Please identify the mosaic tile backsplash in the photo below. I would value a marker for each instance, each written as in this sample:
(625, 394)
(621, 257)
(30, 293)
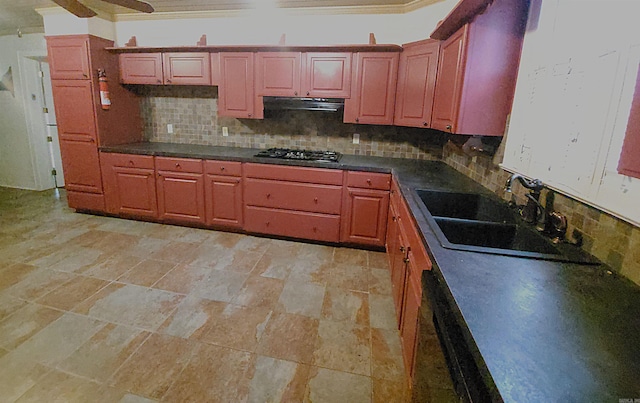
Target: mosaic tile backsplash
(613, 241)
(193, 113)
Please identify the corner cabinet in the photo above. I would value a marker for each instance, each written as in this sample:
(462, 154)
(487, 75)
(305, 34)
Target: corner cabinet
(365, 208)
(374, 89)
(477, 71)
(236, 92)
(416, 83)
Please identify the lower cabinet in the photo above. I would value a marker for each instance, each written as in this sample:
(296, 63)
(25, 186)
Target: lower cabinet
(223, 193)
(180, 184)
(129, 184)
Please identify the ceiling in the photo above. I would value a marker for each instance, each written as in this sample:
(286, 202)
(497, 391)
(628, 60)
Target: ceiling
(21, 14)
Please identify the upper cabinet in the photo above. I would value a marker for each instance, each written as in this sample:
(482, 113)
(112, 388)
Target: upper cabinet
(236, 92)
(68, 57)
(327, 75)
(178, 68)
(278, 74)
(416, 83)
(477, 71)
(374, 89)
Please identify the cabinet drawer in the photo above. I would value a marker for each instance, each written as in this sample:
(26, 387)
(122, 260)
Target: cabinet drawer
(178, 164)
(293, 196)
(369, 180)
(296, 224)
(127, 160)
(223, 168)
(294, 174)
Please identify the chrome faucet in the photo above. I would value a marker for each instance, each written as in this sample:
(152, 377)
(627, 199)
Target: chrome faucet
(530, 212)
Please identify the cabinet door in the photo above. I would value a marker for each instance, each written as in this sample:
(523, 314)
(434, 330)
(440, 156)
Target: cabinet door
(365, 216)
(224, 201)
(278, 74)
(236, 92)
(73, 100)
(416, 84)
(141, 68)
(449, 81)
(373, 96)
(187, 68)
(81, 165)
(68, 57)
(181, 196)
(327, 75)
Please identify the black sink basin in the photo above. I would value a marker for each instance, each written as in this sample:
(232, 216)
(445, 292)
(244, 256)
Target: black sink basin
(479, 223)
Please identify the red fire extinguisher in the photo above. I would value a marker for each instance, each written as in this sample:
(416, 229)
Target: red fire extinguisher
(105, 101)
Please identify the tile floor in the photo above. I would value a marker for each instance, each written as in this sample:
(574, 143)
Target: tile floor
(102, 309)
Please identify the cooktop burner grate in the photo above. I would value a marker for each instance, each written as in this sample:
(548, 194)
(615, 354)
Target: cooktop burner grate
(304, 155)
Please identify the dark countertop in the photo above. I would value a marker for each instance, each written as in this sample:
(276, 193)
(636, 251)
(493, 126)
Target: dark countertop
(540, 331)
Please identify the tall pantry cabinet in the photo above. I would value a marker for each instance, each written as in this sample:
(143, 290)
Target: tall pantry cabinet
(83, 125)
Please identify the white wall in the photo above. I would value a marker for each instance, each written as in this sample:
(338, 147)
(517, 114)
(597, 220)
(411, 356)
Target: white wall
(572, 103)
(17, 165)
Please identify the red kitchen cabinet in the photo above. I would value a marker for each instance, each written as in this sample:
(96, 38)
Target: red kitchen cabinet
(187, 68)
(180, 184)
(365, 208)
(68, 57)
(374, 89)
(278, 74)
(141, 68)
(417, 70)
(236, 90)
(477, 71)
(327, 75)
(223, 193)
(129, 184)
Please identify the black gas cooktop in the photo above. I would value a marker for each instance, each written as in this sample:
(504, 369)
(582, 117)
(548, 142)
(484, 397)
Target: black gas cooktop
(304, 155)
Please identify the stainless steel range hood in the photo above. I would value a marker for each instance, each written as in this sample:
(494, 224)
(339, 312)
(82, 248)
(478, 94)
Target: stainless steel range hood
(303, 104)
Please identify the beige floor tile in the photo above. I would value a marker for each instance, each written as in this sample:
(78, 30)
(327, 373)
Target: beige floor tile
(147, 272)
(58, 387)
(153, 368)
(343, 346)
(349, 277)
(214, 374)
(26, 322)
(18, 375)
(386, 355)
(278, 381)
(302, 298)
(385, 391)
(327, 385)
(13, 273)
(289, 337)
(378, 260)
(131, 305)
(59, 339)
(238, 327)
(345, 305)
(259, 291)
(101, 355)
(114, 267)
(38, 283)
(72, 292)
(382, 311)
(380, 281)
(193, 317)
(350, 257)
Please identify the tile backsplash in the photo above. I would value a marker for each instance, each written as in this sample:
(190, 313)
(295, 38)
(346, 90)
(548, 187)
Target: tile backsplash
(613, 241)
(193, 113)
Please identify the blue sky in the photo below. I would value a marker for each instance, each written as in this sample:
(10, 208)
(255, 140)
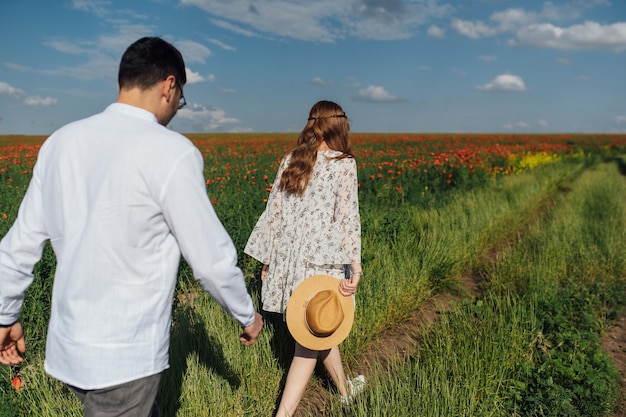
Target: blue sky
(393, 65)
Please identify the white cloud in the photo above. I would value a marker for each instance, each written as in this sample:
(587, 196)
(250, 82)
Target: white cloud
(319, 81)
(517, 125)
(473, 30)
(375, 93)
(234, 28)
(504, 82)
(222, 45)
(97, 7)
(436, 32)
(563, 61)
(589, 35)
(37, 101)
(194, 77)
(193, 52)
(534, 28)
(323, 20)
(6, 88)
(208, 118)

==

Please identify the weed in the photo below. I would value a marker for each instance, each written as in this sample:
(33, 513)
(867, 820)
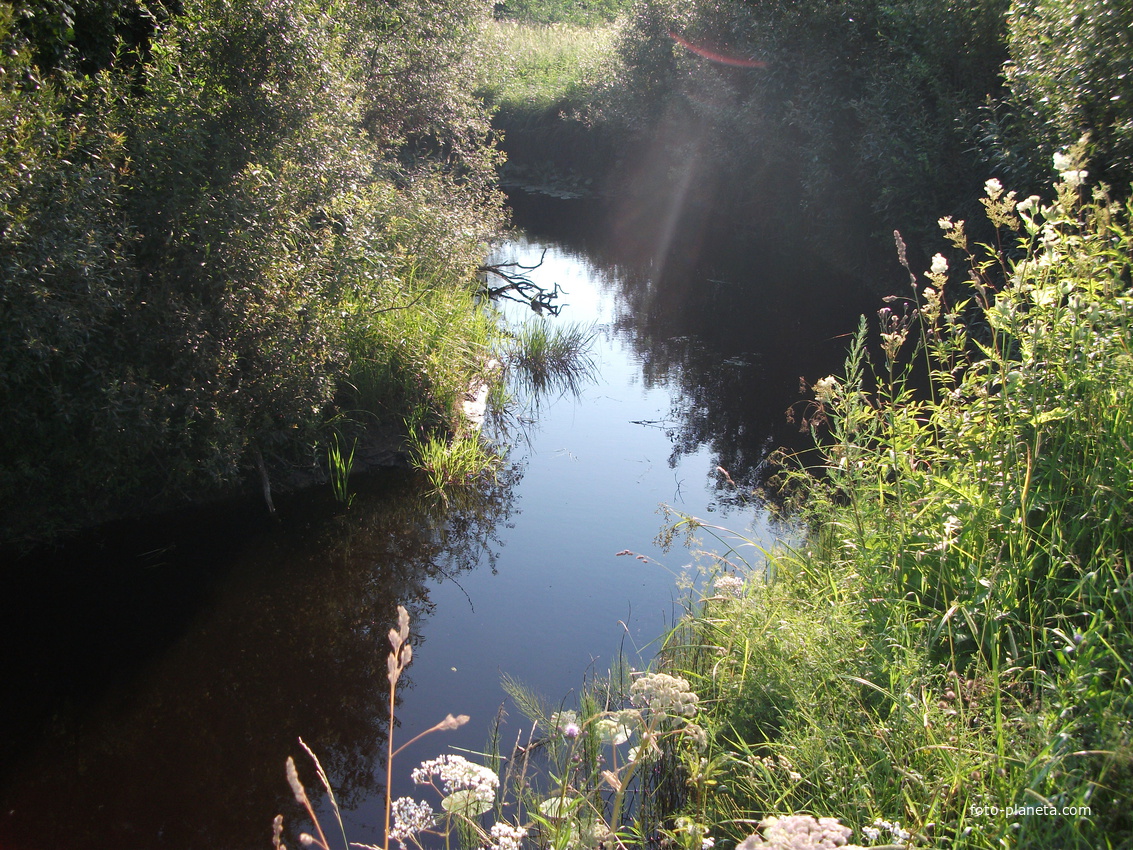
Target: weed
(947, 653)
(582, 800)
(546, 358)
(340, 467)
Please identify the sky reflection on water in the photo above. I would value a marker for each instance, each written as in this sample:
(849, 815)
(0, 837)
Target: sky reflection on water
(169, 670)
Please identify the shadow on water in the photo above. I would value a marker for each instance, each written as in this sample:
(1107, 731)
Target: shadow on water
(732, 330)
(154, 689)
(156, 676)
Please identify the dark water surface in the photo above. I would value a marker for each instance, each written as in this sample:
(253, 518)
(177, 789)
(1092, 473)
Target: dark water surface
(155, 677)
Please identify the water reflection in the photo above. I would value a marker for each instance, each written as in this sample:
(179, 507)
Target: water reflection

**Task item:** Check every line above for the string "below", and copy the ones that have it.

**Solution:**
Please identify the mosaic tile backsplash in the photo below. I would value a marker for each instance, each written as in this sample:
Please identify the blue sky in the photo below. I would value a marker for each instance, each written as in this sample:
Please identify the weed in the photo below. I would value a marker for each instance, each written as in this sample:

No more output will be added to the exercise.